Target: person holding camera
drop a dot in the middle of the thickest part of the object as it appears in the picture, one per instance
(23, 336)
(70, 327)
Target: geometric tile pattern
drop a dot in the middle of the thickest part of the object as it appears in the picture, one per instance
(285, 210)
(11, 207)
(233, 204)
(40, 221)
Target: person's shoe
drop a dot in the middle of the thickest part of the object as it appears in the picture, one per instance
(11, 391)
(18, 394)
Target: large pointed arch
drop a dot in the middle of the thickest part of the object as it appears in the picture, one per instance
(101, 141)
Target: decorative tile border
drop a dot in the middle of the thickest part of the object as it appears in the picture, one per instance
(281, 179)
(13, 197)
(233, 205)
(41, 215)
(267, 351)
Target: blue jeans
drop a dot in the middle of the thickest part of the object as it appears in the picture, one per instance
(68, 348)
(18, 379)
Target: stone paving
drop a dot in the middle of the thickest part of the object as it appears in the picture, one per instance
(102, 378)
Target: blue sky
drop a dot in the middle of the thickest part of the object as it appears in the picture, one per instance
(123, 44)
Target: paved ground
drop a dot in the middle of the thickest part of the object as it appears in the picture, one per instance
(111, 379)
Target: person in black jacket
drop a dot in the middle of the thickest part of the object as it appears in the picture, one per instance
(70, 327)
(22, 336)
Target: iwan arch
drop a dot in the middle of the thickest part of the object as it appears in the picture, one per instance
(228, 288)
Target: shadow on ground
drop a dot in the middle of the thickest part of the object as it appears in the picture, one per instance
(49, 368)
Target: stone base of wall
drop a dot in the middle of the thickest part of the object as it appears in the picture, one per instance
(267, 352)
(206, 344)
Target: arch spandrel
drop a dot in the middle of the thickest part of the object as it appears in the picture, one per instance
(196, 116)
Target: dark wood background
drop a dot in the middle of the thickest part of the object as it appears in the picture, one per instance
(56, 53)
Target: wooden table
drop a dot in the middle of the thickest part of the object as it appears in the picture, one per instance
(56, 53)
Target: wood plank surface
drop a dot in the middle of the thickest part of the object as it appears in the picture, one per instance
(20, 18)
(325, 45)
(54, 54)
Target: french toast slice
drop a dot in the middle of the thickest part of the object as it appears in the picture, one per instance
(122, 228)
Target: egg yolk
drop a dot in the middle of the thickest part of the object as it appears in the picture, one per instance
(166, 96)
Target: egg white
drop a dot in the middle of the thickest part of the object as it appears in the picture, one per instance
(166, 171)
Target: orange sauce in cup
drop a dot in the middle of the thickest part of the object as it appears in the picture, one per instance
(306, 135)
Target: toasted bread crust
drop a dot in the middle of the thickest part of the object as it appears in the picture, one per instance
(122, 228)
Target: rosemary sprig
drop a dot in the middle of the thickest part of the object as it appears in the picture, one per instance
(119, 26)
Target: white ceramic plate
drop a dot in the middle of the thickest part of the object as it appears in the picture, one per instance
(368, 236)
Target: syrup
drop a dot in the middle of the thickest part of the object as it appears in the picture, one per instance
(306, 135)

• _Your task_: Return each line above precisely as written.

• _Exercise result_:
Target: person holding camera
drop a dot in the middle of the thickest part of the object as it appears in the picture, one per instance
(23, 336)
(70, 327)
Target: geometric tile pattern
drop a dot in the middle of the thickest part of the object as it appears in the picture, one per instance
(285, 210)
(11, 207)
(233, 204)
(40, 221)
Target: person's shoe
drop a dot in the middle of the thickest part of the object as it appears in the picture, one per instance
(11, 391)
(18, 394)
Target: large pointed arch
drop a dot in the middle of the thickest part of the object as it appears in the picture, one per instance
(101, 141)
Target: decorative tile border
drop a dot in the middle of the thickest part of the object as it appears in the picture, one per instance
(281, 179)
(13, 197)
(233, 205)
(41, 215)
(267, 351)
Target: blue jeans
drop a dot in the middle of the thickest part of the object as it appears in the picture, one per instance
(68, 348)
(18, 379)
Target: stone paving
drop a dot in the middle of the thickest part of the object as it appears in the picture, one per instance
(102, 378)
Target: blue sky
drop a dot in the middle of the thickest part of the object as it appears in the picture, one per instance
(123, 44)
Target: paved ground
drop a dot in the middle of the thickest part of the object as it appears in the picture, one per instance
(111, 379)
Target: person in black jacket
drop a dot in the middle of the thickest part of the object as it appears in the picture, one per instance
(70, 327)
(22, 336)
Target: iwan arch
drop a dot in the middle of the thickest part of the object as it appears in the picture, one per instance
(228, 288)
Target: shadow on ground
drop a dot in the middle of the thickest part of the object as it appears in the picture, one per instance
(49, 368)
Target: stone base of wall
drop a dot in the middle of the thickest part of the object as it appears in the picture, one per instance
(267, 352)
(206, 344)
Target: arch spandrel
drop a dot in the middle of the thickest part of the object as it appears in the picture, one per instance
(196, 116)
Target: dark wood background
drop a dot in the middle of the thickest part of the object as it appears in the picture, one per instance
(56, 53)
Target: wooden table
drop a dot in the middle of the thickest part of the object as it appears in the picture, one per instance
(56, 53)
Target: wood plank surface
drop a dot in the middle of the thickest part of the object as it appears in the picture, one per instance
(20, 18)
(325, 45)
(54, 54)
Target: french toast slice
drop a dot in the middle of the thickest part of the object as it appears in the picture, one per instance
(122, 228)
Target: egg yolk
drop a dot in the middle of the thickest part of the object as it appears in the picture, one per instance
(166, 96)
Target: egg white
drop a dot in the middle of the thickest part of the object as it appears in the picture, one per instance
(166, 171)
Target: orange sauce in cup
drop a dot in the middle of the thickest part of the object as it appears in the picture, one per instance
(306, 135)
Target: toasted bread crust
drop a dot in the middle of the thickest part of the object as it appears in the picture, one per instance
(122, 228)
Target: rosemary sprig
drop a dot in the middle of the thickest part of the object as it appears in the picture, one per instance
(119, 26)
Target: white ceramic plate
drop a dot in the middle of the thickest part of the object as it appears in the picture, one per instance
(368, 236)
Target: syrup
drop a dot in the middle of the thickest part of the object as it appears in the picture, one per instance
(306, 135)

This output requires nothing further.